Aim of the exercise
Could you copy out, word for word, everything from the start of the material down through the line containing "<point>650,462</point>", including that line?
-- BEGIN Listed entries --
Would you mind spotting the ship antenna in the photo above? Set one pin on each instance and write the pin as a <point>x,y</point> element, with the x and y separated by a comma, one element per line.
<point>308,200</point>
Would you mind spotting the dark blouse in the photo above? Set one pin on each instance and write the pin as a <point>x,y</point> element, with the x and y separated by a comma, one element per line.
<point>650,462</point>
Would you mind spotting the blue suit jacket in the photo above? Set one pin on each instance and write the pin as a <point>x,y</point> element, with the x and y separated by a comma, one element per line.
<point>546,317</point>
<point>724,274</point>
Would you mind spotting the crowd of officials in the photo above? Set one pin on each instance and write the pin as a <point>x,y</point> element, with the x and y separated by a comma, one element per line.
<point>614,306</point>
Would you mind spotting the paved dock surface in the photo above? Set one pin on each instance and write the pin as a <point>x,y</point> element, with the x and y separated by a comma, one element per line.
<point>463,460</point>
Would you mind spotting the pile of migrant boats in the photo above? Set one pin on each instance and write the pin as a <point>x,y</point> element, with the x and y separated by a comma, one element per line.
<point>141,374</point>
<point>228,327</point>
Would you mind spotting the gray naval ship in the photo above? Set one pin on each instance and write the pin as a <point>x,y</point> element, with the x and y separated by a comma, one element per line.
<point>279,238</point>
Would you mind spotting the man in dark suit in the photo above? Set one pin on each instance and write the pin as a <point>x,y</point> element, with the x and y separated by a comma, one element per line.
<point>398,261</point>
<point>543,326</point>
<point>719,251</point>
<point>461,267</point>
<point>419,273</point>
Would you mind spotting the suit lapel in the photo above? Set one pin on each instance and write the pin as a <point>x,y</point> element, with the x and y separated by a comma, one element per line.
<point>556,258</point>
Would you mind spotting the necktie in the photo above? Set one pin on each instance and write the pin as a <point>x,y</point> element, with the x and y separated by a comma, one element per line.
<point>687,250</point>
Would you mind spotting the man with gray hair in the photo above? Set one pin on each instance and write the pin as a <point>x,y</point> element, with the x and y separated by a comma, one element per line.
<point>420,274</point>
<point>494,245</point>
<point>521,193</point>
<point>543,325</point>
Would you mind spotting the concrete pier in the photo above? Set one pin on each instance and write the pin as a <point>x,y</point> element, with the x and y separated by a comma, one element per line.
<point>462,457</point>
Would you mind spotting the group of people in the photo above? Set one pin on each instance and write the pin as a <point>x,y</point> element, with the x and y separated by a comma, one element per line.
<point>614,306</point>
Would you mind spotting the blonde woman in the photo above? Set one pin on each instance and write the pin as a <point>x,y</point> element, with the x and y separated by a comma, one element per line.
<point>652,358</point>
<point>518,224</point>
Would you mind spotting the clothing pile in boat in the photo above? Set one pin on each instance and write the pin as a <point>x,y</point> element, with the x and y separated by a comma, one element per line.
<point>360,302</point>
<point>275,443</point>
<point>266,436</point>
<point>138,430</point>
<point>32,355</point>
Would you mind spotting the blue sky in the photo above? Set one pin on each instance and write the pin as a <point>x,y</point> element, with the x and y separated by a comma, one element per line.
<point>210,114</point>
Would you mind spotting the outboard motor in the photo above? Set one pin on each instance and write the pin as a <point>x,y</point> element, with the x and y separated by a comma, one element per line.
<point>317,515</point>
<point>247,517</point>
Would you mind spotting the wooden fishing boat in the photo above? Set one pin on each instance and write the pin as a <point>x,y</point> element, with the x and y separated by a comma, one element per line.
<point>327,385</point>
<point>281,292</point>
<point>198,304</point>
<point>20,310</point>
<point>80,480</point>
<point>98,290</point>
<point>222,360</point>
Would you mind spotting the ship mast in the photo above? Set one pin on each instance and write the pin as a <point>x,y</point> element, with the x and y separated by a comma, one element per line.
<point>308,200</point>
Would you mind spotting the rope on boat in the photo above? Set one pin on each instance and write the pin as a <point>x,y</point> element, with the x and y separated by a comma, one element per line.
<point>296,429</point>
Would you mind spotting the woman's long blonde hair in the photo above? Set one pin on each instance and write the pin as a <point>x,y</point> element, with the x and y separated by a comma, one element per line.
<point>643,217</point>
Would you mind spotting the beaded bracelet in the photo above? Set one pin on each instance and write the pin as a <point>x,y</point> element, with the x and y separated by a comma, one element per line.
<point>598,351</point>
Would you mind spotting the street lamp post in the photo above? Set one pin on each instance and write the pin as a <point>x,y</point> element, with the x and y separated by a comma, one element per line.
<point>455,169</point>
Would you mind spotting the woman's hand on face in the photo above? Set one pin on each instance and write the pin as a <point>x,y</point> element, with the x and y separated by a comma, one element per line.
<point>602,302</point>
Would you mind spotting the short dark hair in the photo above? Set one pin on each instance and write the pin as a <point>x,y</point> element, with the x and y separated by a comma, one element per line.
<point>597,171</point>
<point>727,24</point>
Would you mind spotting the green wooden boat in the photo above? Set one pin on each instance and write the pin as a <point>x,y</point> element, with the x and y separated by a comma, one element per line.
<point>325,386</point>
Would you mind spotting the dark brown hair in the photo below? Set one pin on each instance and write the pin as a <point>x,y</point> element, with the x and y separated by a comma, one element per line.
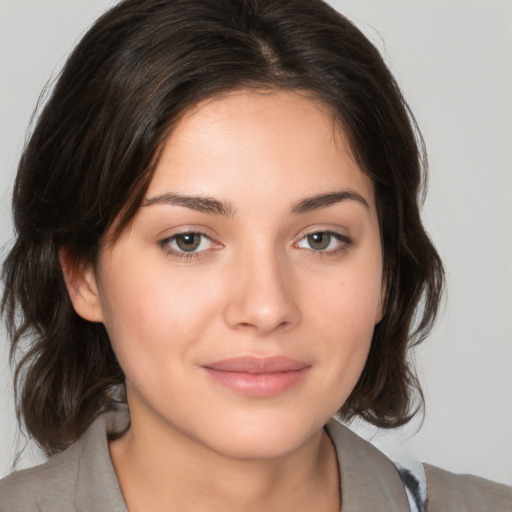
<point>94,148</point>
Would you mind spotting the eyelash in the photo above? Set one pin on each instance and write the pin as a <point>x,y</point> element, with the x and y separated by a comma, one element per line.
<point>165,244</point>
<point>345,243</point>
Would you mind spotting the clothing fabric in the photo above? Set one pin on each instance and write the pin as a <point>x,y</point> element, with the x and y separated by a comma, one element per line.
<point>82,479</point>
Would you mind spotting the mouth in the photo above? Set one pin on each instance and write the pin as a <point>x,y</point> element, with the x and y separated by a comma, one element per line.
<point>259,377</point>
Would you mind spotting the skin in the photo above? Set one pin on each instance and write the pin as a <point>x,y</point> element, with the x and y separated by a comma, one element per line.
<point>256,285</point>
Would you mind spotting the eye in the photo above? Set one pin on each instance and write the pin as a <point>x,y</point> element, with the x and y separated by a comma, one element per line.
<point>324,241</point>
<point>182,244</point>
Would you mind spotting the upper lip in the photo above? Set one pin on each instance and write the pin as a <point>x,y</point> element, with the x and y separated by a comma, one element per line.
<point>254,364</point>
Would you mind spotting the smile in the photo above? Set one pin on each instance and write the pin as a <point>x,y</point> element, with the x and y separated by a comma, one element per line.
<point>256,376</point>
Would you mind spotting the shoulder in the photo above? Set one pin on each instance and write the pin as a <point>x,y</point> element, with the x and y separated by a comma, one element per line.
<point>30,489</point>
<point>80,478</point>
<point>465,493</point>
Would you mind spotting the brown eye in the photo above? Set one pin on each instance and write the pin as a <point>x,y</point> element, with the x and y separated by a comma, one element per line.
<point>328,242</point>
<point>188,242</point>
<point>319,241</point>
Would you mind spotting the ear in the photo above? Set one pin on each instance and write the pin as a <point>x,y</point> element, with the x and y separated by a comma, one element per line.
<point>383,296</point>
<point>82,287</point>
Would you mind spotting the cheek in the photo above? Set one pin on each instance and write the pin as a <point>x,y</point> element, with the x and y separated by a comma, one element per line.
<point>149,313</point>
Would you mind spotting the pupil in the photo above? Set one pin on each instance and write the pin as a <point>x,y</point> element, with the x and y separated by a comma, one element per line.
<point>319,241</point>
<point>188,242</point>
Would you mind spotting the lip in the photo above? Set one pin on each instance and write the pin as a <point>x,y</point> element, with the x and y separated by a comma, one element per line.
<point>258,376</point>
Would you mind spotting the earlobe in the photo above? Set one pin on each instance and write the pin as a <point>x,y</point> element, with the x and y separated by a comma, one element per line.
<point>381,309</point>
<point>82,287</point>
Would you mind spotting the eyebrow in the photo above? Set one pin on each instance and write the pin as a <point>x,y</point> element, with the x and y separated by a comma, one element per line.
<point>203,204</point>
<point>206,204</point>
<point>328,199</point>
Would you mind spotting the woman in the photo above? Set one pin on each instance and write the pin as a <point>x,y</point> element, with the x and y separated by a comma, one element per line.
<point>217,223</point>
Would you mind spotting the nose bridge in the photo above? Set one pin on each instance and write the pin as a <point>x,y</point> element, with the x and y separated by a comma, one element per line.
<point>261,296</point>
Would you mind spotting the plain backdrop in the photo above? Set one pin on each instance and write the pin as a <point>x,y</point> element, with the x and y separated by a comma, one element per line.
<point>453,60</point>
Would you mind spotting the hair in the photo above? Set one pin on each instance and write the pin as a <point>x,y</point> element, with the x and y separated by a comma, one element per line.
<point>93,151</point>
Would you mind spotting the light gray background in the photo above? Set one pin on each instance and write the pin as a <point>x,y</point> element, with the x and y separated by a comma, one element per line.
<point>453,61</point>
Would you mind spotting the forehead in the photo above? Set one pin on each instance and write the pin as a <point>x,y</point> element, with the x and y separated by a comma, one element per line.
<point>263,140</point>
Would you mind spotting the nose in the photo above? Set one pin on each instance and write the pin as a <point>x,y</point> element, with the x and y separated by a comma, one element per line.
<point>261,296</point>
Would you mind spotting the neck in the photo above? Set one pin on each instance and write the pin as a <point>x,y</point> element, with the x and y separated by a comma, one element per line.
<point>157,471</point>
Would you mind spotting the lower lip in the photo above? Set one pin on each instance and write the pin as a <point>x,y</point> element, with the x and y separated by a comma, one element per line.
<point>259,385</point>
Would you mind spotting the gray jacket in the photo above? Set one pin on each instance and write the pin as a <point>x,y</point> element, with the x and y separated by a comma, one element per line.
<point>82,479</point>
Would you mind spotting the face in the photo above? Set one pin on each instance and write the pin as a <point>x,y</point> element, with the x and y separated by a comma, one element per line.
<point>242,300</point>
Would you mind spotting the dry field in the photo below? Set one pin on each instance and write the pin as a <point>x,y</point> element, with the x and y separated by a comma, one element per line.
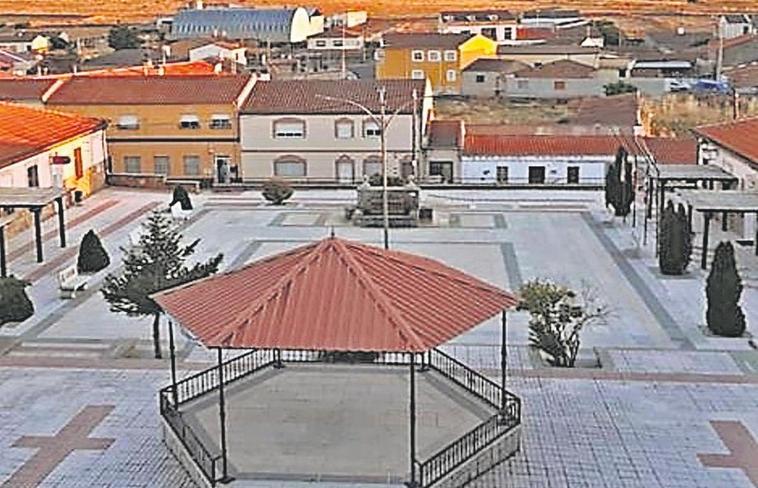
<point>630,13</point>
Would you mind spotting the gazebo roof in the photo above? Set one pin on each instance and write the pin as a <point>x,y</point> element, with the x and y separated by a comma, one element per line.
-- END Listed entries --
Task output
Would you mind spotting the ship antenna in the photo above? Set one pin on each instance and write the pin as a <point>x,y</point> element, with the x and y separated by a comma, one element per line.
<point>308,200</point>
Would you mind spotting the dark blouse in the photo above? Set one pin on each instance and write the pin as a <point>x,y</point> element, with the x and y separated by a comma, one element per line.
<point>650,462</point>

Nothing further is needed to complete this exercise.